■ Consigne 1 ■
Reprenez mot pour mot le passage du texte sur Lew Grade situé entre « Grade est décédé » et « 25 décembre 2006. », ces deux bouts compris.
■ Consigne 2 ■
Sélectionnez dans la liste toutes les lignes où figure le mot « frame », et recopiez-les.

Lew Grade (avec son eternel cigare) est devenu une véritable légende dans sa profession, ses citations personnelles :
«I know what the public want because I am one of them»
(Je sais ce que le public veut parce que je suis l’un d’eux.)
«All my shows are great. Some of them are bad, but they’re all great»
(Tous mes spectacles sont super. Certains d’entre eux sont mauvais, mais ils sont tous excellents.)
reflètent bien son humour et son approche de son métier, il était connu (est-ce une légende?) pour ne jamais signer de contrats, que ce soit avec ses artistes quand il était leur impressario, ou comme producteur : sa parole et une poignée de main suffisait : un vrai «Mensh»
Grade est décédé d’une insuffisance cardiaque, 12 jours avant son 92e anniversaire, le 13 décembre 1998 à Londres.
Pour célébrer la vie de Grade et marquer le centenaire de sa naissance, BBC Radio 2 a transmis deux programmes spéciaux d’hommage d’une heure les 24 et 25 décembre 2006.

■ Liste fournie ■
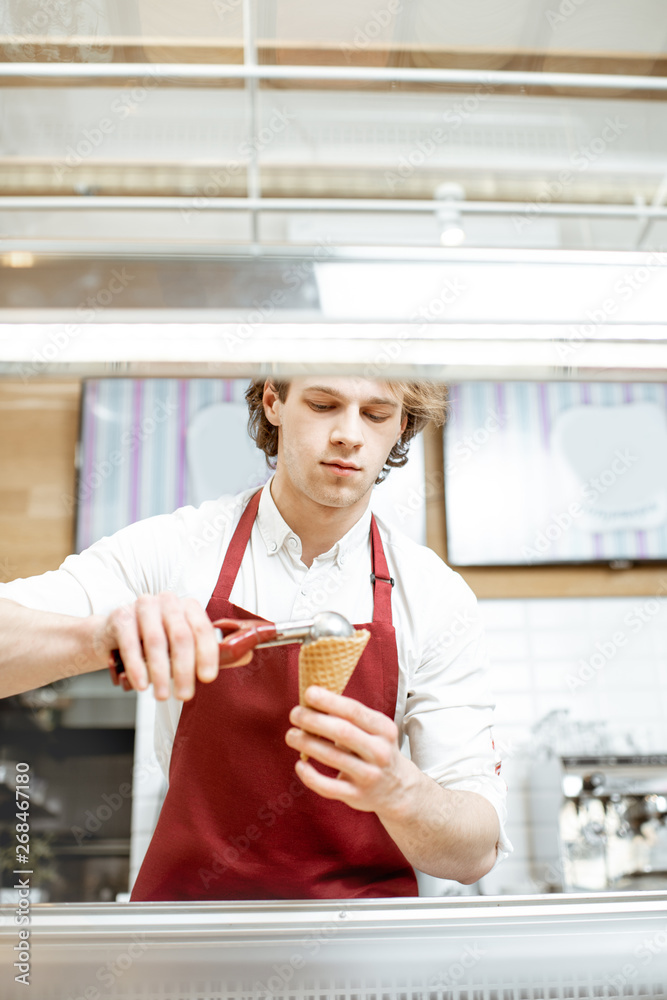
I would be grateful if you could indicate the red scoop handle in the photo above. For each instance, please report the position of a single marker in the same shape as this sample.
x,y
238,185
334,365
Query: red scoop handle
x,y
240,636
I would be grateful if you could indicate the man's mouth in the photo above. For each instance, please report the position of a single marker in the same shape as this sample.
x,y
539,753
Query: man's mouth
x,y
342,468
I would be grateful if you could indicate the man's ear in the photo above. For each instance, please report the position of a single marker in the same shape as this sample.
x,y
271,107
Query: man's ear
x,y
271,403
404,424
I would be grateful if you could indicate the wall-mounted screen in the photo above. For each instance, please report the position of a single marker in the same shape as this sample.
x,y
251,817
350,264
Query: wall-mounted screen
x,y
557,472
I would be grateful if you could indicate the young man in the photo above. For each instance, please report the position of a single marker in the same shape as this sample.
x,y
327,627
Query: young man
x,y
359,816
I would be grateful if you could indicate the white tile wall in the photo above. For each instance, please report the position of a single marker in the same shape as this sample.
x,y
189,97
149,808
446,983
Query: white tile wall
x,y
535,646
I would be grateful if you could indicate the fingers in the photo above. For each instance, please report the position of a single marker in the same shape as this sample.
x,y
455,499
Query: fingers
x,y
163,636
373,744
205,641
368,719
327,753
122,632
330,788
151,626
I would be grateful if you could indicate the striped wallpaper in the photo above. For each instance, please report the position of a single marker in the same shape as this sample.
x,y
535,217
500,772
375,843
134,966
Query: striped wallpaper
x,y
505,504
134,462
133,448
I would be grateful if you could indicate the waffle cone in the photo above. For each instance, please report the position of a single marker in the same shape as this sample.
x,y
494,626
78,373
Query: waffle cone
x,y
330,662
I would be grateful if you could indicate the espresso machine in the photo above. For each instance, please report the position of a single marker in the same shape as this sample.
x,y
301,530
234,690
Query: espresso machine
x,y
600,822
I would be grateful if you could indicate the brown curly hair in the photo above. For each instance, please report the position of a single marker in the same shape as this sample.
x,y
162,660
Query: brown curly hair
x,y
423,402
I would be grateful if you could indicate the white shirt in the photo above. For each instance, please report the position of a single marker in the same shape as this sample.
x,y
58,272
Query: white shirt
x,y
444,709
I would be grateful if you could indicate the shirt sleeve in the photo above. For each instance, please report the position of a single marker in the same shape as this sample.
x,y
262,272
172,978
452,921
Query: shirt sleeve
x,y
115,570
450,709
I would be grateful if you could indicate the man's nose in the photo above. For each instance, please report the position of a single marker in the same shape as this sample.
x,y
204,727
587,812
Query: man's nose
x,y
347,429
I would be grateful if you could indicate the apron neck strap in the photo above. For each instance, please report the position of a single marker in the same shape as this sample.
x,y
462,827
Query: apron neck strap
x,y
380,579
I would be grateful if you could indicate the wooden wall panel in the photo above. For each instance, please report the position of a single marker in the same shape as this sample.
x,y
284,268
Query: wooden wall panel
x,y
39,426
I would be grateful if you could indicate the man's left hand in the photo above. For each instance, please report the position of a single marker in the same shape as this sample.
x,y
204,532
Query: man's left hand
x,y
357,741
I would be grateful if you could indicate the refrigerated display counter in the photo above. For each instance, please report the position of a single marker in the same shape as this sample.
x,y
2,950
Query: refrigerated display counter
x,y
466,948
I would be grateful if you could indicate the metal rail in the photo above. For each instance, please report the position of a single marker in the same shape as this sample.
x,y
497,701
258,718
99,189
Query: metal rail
x,y
530,209
447,353
174,72
502,947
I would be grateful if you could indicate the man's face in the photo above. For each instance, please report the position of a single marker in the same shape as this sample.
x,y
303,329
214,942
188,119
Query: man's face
x,y
334,436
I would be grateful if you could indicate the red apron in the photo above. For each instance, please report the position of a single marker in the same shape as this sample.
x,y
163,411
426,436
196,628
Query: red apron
x,y
236,822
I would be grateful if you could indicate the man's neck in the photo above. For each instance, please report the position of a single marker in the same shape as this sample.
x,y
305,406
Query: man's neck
x,y
318,526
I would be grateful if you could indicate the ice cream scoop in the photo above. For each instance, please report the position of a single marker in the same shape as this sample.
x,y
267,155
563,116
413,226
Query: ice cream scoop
x,y
240,635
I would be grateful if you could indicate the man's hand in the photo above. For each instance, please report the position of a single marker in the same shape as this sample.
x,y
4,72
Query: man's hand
x,y
443,832
357,741
163,636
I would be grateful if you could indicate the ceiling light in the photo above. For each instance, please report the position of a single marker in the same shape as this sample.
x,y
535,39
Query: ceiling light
x,y
450,222
18,258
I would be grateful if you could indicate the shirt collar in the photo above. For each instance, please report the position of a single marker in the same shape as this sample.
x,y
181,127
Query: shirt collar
x,y
275,531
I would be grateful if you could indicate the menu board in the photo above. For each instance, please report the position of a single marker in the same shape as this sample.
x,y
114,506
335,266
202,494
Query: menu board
x,y
558,472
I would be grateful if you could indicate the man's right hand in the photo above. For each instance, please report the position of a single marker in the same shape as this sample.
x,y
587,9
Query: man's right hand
x,y
163,636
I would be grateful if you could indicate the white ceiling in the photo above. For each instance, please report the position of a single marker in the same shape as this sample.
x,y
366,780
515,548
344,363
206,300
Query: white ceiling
x,y
523,149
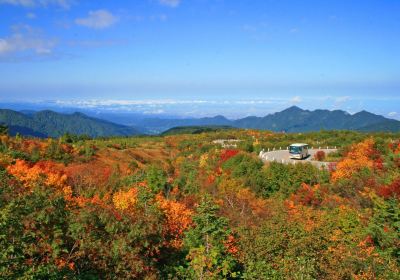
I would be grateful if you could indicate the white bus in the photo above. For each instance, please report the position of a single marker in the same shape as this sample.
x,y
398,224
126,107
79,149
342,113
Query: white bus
x,y
298,150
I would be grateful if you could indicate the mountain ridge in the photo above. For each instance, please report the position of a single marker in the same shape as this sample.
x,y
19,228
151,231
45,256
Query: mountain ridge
x,y
292,119
48,123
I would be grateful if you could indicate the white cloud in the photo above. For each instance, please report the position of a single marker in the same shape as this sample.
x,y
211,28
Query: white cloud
x,y
295,100
26,40
38,3
31,15
98,19
170,3
342,99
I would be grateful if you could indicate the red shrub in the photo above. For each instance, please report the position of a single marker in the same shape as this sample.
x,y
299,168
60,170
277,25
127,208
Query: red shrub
x,y
392,190
320,155
227,154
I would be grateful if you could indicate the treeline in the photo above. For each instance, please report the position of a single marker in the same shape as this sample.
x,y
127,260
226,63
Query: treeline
x,y
182,207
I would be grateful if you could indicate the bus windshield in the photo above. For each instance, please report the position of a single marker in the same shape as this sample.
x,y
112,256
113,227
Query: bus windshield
x,y
294,150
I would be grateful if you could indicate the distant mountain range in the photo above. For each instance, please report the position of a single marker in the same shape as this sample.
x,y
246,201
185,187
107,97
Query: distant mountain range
x,y
294,119
52,124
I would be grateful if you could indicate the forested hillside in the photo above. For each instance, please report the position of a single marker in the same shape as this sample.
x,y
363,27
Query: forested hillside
x,y
52,124
181,207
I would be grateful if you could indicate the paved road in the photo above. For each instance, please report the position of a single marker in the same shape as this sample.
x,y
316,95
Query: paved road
x,y
284,157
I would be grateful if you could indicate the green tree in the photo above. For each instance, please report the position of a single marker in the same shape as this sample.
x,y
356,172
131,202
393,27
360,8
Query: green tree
x,y
205,243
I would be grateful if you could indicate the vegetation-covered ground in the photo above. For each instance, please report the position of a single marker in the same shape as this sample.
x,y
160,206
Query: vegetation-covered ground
x,y
181,207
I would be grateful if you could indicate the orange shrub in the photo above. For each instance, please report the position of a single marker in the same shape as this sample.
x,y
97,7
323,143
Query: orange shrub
x,y
361,155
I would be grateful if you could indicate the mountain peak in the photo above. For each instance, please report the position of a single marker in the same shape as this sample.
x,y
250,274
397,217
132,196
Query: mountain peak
x,y
293,109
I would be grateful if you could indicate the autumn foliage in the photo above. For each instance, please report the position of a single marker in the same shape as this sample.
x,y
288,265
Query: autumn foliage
x,y
362,155
181,207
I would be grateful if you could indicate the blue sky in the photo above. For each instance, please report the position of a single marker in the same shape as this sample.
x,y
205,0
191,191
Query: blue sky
x,y
202,57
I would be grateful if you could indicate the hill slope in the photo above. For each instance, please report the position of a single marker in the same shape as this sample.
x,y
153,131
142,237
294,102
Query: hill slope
x,y
195,129
293,119
49,123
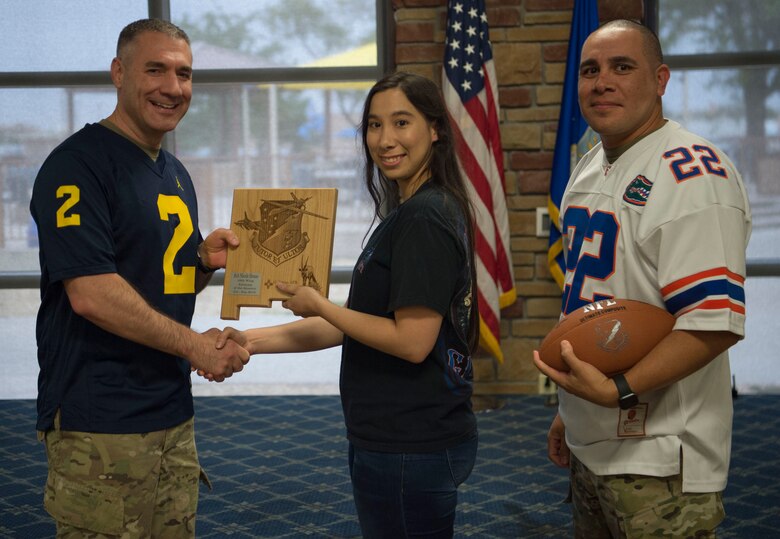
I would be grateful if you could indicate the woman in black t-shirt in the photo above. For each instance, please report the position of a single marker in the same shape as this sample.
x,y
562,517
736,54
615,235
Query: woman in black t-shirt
x,y
410,323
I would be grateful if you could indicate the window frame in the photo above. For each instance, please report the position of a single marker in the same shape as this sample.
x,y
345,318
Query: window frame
x,y
756,267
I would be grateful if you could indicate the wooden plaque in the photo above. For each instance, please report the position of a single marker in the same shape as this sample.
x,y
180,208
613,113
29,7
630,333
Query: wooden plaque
x,y
286,235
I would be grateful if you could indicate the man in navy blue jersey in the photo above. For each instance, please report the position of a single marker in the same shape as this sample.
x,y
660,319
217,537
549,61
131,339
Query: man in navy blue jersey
x,y
121,261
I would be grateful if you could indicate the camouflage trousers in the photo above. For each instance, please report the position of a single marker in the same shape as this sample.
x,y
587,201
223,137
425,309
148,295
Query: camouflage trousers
x,y
638,506
122,485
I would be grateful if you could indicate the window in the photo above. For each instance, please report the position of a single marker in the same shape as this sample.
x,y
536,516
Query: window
x,y
725,85
277,96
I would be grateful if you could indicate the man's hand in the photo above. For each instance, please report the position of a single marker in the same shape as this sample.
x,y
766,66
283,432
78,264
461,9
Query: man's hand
x,y
213,250
557,450
583,379
216,364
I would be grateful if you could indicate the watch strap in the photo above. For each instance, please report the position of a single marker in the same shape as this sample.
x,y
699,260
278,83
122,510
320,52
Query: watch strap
x,y
626,396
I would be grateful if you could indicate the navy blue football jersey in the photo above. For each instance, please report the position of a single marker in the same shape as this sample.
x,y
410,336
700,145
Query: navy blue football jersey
x,y
102,205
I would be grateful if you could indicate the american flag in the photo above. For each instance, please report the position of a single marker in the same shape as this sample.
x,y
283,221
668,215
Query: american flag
x,y
471,93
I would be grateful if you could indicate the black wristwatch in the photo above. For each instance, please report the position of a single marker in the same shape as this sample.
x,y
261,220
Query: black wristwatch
x,y
626,397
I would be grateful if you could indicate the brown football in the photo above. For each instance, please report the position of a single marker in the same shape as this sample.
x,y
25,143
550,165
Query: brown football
x,y
611,334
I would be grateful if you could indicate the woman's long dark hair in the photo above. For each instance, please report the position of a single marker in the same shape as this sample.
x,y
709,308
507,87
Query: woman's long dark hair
x,y
426,98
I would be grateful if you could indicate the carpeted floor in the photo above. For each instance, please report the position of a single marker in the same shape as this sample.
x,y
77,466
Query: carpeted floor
x,y
278,466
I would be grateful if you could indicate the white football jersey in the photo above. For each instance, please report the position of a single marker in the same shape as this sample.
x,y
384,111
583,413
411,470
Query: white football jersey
x,y
667,223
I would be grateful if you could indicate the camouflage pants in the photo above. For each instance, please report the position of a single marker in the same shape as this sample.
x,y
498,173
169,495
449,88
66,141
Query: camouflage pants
x,y
638,506
122,485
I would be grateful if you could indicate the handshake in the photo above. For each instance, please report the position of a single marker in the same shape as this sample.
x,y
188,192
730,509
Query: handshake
x,y
217,354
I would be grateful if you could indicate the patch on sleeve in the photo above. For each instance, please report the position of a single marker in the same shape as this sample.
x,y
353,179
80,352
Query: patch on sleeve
x,y
637,191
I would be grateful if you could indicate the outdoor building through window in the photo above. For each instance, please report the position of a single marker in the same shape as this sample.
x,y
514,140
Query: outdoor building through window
x,y
278,89
725,61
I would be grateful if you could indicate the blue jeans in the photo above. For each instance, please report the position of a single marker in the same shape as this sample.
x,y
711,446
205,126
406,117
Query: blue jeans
x,y
399,495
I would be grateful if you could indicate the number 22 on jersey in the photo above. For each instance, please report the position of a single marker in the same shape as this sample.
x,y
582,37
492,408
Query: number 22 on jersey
x,y
597,234
174,283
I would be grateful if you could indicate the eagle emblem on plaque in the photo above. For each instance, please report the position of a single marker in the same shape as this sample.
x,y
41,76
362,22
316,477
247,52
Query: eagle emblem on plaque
x,y
277,235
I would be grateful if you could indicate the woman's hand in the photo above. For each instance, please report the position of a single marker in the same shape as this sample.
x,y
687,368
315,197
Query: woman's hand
x,y
304,301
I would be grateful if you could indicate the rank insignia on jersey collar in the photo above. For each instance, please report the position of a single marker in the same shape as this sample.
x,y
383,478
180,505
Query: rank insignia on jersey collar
x,y
638,191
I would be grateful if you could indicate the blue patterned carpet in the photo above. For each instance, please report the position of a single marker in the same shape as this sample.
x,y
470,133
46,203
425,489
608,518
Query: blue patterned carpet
x,y
278,466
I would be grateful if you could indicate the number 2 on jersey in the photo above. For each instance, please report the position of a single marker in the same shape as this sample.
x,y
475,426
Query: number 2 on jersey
x,y
586,230
184,282
174,283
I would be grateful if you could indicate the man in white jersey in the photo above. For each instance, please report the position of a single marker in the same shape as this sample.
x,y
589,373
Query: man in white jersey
x,y
657,214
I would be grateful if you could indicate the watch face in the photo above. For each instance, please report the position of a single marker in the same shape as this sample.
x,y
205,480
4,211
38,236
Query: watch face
x,y
628,401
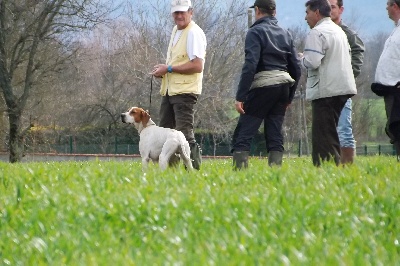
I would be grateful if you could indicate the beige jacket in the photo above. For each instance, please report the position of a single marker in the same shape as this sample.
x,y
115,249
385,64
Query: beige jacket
x,y
176,83
328,62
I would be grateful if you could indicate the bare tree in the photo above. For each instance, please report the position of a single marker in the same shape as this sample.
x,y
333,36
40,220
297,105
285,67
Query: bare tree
x,y
29,29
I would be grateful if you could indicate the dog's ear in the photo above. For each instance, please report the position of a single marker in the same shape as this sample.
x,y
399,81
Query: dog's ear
x,y
145,118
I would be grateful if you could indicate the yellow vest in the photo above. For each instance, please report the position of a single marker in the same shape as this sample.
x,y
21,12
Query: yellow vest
x,y
176,83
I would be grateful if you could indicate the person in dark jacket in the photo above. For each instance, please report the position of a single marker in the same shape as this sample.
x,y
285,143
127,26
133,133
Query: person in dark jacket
x,y
387,77
267,85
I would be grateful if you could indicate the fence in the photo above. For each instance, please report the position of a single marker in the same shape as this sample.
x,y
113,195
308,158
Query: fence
x,y
209,149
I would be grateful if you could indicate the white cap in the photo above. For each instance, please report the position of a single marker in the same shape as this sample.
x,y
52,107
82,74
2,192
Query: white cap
x,y
180,5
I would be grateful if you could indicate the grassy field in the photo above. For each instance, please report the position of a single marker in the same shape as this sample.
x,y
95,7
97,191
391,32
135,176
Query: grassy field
x,y
110,213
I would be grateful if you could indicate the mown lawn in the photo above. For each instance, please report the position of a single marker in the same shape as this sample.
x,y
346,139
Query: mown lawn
x,y
110,213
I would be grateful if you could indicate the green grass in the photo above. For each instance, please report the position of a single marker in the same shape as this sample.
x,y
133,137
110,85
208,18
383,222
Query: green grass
x,y
110,213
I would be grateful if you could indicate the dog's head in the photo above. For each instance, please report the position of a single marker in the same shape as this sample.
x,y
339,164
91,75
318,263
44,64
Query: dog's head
x,y
135,115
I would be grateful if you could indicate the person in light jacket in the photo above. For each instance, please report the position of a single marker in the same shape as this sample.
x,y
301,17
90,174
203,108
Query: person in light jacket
x,y
345,128
387,77
330,79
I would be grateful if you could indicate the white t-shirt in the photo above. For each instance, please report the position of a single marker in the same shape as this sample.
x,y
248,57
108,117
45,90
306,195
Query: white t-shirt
x,y
196,44
388,68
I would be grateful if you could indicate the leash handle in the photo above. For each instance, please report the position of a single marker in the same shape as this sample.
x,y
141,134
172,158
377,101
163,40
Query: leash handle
x,y
151,92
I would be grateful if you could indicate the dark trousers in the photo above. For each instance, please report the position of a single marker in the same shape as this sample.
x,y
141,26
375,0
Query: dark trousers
x,y
266,104
325,118
392,106
178,112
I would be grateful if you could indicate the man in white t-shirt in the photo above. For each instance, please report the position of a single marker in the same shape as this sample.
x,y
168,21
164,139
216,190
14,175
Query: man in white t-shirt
x,y
182,76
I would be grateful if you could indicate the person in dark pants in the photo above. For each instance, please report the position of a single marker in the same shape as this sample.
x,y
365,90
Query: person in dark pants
x,y
182,76
330,79
387,76
268,82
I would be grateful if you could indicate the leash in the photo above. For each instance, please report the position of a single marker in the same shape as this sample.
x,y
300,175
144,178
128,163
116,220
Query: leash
x,y
151,92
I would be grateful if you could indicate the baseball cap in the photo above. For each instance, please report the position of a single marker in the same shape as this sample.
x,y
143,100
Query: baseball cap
x,y
268,4
180,5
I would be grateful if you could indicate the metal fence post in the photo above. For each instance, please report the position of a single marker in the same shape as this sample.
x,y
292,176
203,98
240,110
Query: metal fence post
x,y
300,148
70,144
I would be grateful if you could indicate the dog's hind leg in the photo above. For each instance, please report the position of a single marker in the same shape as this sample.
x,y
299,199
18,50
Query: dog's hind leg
x,y
145,163
163,161
185,155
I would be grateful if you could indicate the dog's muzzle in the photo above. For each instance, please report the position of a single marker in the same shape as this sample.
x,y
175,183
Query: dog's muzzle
x,y
123,118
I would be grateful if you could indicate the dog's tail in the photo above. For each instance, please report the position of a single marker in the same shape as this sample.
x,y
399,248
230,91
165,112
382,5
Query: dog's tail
x,y
185,148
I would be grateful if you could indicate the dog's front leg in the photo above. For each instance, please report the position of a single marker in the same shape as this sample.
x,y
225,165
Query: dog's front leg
x,y
145,163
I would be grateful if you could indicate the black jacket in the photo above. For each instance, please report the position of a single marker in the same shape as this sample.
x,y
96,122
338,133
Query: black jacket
x,y
268,47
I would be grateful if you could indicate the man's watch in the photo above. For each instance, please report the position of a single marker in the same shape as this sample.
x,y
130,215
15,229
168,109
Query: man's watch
x,y
169,69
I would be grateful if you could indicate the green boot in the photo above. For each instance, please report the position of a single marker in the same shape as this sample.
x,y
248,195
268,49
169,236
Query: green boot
x,y
397,147
240,159
195,155
275,158
174,160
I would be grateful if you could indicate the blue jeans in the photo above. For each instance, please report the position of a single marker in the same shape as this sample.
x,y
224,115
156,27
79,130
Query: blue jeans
x,y
344,128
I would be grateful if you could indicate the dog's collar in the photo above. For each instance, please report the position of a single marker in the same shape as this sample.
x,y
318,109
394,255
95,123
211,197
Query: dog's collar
x,y
141,127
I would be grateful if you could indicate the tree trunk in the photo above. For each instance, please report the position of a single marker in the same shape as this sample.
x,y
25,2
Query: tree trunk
x,y
16,139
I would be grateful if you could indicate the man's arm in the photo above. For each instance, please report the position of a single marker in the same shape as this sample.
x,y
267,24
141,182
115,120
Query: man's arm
x,y
252,56
191,67
314,50
357,49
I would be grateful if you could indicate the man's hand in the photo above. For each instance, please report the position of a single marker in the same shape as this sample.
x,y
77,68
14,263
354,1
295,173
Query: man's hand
x,y
239,107
159,70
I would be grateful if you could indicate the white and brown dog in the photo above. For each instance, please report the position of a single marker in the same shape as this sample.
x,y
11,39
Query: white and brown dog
x,y
157,143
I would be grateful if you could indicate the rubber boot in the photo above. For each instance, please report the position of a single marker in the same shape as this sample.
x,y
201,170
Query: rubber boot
x,y
397,147
346,155
174,160
240,160
275,158
195,155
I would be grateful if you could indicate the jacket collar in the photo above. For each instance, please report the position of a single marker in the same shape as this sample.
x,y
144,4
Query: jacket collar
x,y
268,19
324,20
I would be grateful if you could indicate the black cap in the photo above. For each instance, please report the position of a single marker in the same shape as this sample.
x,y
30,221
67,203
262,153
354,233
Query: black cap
x,y
267,4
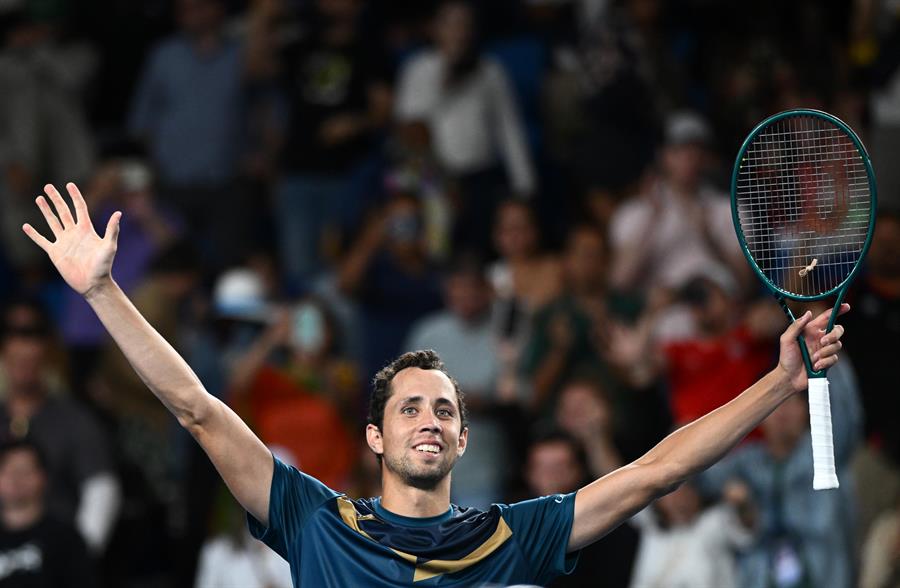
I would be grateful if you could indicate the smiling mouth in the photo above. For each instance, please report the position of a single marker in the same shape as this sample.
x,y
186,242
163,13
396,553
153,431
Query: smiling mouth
x,y
428,448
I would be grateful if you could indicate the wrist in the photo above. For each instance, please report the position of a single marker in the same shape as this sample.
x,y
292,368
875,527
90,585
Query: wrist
x,y
780,382
102,288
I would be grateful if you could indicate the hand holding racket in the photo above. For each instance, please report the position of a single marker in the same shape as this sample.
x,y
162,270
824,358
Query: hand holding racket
x,y
803,201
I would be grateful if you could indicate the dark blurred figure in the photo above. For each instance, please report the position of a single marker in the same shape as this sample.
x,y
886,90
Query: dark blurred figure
x,y
463,337
557,464
38,550
568,336
874,322
392,279
791,549
82,488
468,103
44,135
188,109
331,69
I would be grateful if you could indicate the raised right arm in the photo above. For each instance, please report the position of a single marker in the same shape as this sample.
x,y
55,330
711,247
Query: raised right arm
x,y
84,260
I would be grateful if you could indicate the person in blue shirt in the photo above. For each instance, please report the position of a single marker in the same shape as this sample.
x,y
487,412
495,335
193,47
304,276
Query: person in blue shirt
x,y
411,535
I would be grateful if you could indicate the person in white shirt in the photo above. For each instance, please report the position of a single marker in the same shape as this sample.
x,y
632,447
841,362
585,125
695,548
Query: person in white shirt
x,y
680,226
466,99
683,545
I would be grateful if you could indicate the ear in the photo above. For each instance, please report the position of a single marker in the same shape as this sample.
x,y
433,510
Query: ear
x,y
374,439
463,441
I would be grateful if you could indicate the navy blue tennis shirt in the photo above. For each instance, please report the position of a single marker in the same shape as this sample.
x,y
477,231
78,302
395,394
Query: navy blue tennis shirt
x,y
331,540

■ Solution détaillée 1 ■
Grade est décédé d’une insuffisance cardiaque, 12 jours avant son 92e anniversaire, le 13 décembre 1998 à Londres.
Pour célébrer la vie de Grade et marquer le centenaire de sa naissance, BBC Radio 2 a transmis deux programmes spéciaux d’hommage d’une heure les 24 et 25 décembre 2006.

■ Solution détaillée 2 ■
I would be grateful if you could indicate the window frame in the photo above. For each instance, please report the position of a single marker in the same shape as this sample.
Query: window frame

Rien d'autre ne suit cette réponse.